** Start **

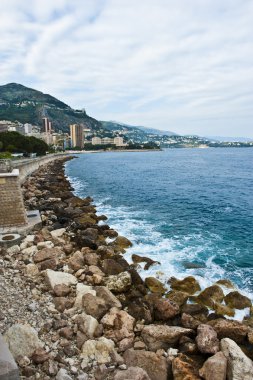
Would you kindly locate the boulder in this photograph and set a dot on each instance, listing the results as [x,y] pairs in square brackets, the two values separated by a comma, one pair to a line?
[22,340]
[155,365]
[76,261]
[237,301]
[94,306]
[58,278]
[230,329]
[177,297]
[239,367]
[118,324]
[184,368]
[154,285]
[119,283]
[165,309]
[108,296]
[188,285]
[135,373]
[101,350]
[81,290]
[207,340]
[210,295]
[162,336]
[215,367]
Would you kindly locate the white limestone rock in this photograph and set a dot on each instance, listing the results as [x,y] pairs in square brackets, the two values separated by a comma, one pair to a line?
[240,367]
[22,340]
[59,278]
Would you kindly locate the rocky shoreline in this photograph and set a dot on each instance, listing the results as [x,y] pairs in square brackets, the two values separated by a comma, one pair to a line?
[73,308]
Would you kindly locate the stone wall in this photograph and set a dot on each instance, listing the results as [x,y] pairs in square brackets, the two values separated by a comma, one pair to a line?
[12,210]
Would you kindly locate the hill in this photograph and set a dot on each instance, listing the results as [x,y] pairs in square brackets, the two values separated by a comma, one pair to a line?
[27,105]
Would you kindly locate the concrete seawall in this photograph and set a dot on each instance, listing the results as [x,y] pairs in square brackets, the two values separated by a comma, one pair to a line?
[27,166]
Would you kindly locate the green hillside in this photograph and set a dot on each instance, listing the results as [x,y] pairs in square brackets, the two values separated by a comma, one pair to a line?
[27,105]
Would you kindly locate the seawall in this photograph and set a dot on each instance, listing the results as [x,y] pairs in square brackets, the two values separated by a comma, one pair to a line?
[29,165]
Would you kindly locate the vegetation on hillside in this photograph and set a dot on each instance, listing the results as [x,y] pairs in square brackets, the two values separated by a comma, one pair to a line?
[14,142]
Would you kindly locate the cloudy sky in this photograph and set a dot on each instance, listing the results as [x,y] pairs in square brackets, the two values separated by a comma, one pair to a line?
[180,65]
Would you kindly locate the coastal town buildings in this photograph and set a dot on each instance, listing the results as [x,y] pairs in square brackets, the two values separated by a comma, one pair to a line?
[76,135]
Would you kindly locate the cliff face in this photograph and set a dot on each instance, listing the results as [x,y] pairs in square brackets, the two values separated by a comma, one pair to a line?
[27,105]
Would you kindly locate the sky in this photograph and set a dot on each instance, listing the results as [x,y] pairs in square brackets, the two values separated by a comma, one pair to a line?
[179,65]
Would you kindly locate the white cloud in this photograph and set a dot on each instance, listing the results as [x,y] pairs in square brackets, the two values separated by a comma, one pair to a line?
[185,66]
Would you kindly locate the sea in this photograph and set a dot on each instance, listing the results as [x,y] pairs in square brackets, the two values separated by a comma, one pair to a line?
[189,209]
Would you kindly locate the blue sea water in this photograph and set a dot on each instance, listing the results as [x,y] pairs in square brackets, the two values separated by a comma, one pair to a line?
[190,209]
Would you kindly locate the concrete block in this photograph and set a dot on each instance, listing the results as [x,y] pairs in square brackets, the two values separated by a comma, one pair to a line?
[8,367]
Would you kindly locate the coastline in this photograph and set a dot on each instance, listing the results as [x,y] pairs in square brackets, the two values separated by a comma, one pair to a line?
[108,319]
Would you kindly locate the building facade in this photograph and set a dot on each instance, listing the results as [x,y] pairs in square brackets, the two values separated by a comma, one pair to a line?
[77,135]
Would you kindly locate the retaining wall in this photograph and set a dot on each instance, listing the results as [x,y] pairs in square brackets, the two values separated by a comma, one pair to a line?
[27,166]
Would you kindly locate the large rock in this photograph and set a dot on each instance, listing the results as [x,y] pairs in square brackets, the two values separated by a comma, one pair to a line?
[118,324]
[211,295]
[165,309]
[207,340]
[154,285]
[81,290]
[59,278]
[22,340]
[237,300]
[162,336]
[240,367]
[230,329]
[156,366]
[101,350]
[184,368]
[108,296]
[119,283]
[87,324]
[135,373]
[188,285]
[215,367]
[94,306]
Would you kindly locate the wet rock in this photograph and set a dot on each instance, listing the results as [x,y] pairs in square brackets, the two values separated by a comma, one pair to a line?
[188,285]
[165,309]
[184,368]
[162,336]
[135,373]
[119,283]
[154,285]
[237,301]
[211,295]
[58,278]
[207,340]
[62,290]
[101,350]
[221,309]
[121,243]
[156,366]
[239,367]
[230,329]
[94,306]
[189,322]
[177,297]
[226,283]
[118,324]
[215,367]
[108,296]
[22,340]
[111,267]
[142,259]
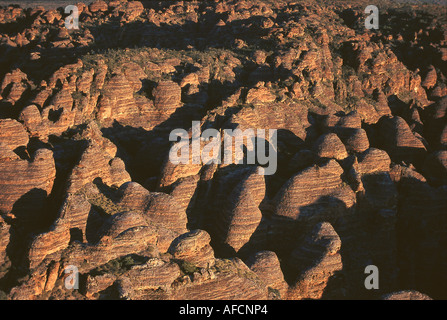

** End **

> Problem: Please render all of the material above as a JSON list of strings with one string per line, skipping blank lines. Leave the pictures out.

> Full response:
[
  "Would you kindly locate the boulder in this photograph and set a dot on each instance, listing the results as [x,y] pairs in square brackets, the two values separated by a comma, one pair to a line?",
  "[22,340]",
  "[155,365]",
  "[76,261]",
  "[237,301]",
  "[94,306]",
  "[58,278]",
  "[230,329]",
  "[177,297]",
  "[239,367]",
  "[118,324]",
  "[184,368]",
  "[154,285]",
  "[119,283]",
  "[165,309]",
  "[108,296]",
  "[188,285]",
  "[135,373]",
  "[101,350]",
  "[81,290]",
  "[207,340]",
  "[210,295]",
  "[162,336]",
  "[215,367]",
  "Would you kindly locate the white limestone rock in this photograph and set a dot on each instance, listing the results as [x,y] pairs in square brackets, the two values separated by a comma, one pair to a line?",
  "[240,367]",
  "[22,340]",
  "[59,278]",
  "Would you kindly locate the rocky shoreline in this photograph and set a dot on each instance, listing the results as [x,y] pairs in square brackets, the two values separated by a comma, one pair to a line?",
  "[73,308]",
  "Would you kindly locate the stone wall in this photograph and set a dot on each instance, listing the results as [x,y] pairs in square brackets, the two values separated by a comma, one pair to a line?",
  "[12,210]",
  "Would you kindly locate the hill in this photograph and set a dot on each instance, listing the results as [x,y] pairs in square brackets, the two values separated by a comma, one pair to a line?",
  "[27,105]",
  "Would you kindly locate the concrete seawall in this photograph and set a dot on each instance, listing the results as [x,y] pairs in square brackets, the two values separated by a comma, one pair to a line?",
  "[27,166]",
  "Would you kindly locate the green hillside in this photograph and set a dot on each instance, listing the results as [x,y] pairs in square brackets, the two values separated by a comma, one pair to a line?",
  "[27,105]",
  "Would you kindly locate the seawall in this photograph and set a dot on each instance, listing the results as [x,y] pairs in square brackets, the two values separated by a comma, one pair to a line?",
  "[29,165]",
  "Would you kindly locate the vegetation on hillside in this photograph and set a dot on each instance, listing the results as [x,y] pairs in square brackets, the two values separated by a comma, one pair to a line?",
  "[14,142]",
  "Would you kindly locate the cloudy sky in this photograph and set a dot on each instance, listing the results as [x,y] pairs in square brackets, the two values separated by a comma, one pair to a line?",
  "[180,65]",
  "Would you kindly locate the coastal town buildings in this photograph and set a dot on each instance, listing the results as [x,y] pairs in square brackets, the two values separated by a comma, one pair to a line?",
  "[76,135]",
  "Would you kindly locate the cliff face in this photograph and set a dot on each instance, listing the results as [x,y] pairs in square brackets, the two values separated by a comma, one pair to a line?",
  "[27,105]",
  "Would you kindly locate the sky in this photograph and set a dot on each instance, listing the results as [x,y] pairs in square brackets, the two values separated by a comma, one pair to a line?",
  "[179,65]",
  "Would you kindly locate the white cloud in this photograph and set a dot on each instance, listing the results as [x,y] pairs in square brackets, the two values separated by a comma, one pair to a line?",
  "[185,66]",
  "Would you kindly locate the sea in this photograph and set a dot on each instance, listing the results as [x,y] pairs in square brackets, the two values separated by a comma, one pair to a line?",
  "[189,209]",
  "Would you kindly locate the blue sea water in this photograph and set a dot on each instance, listing the results as [x,y] pairs in square brackets, the two values separated by a comma, one pair to a line?",
  "[190,209]",
  "Would you kindly locate the concrete block in this photograph and set a dot on each instance, listing the results as [x,y] pairs in square brackets, the two values separated by a comma, one pair to a line?",
  "[8,367]",
  "Would you kindly locate the coastline in this photograph and set a dot on each instance, listing the results as [x,y] pairs in square brackets, the two values separated by a comma, one pair to a line?",
  "[108,319]",
  "Would you kindly locate the building facade in this photograph and set a dot on each instance, listing the results as [x,y] pairs in square brackets, the two values separated by a comma, one pair to a line?",
  "[77,135]",
  "Would you kindly locate the retaining wall in this photograph and set a dot on each instance, listing the results as [x,y] pairs in square brackets, the two values separated by a comma, one pair to a line?",
  "[27,166]",
  "Would you kindly locate the large rock in this photograph and set a dot on each instance, listing the results as [x,y] pairs in square brackets, the two values separated by a comma, one pair to a line?",
  "[118,324]",
  "[211,295]",
  "[165,309]",
  "[207,340]",
  "[154,285]",
  "[81,290]",
  "[59,278]",
  "[22,340]",
  "[237,300]",
  "[162,336]",
  "[240,367]",
  "[230,329]",
  "[156,366]",
  "[101,350]",
  "[184,368]",
  "[108,296]",
  "[119,283]",
  "[87,324]",
  "[135,373]",
  "[188,285]",
  "[215,367]",
  "[94,306]",
  "Would you kindly locate the wet rock in this photograph and set a dot on each instance, listing the results as [x,y] pairs in square brackets, the two values separated by a comma, one pair to a line?",
  "[188,285]",
  "[165,309]",
  "[184,368]",
  "[162,336]",
  "[135,373]",
  "[119,283]",
  "[154,285]",
  "[237,301]",
  "[211,295]",
  "[58,278]",
  "[207,340]",
  "[62,290]",
  "[101,350]",
  "[221,309]",
  "[121,243]",
  "[156,366]",
  "[239,367]",
  "[230,329]",
  "[94,306]",
  "[189,322]",
  "[177,297]",
  "[226,283]",
  "[118,324]",
  "[215,367]",
  "[108,296]",
  "[22,340]",
  "[111,267]",
  "[142,259]"
]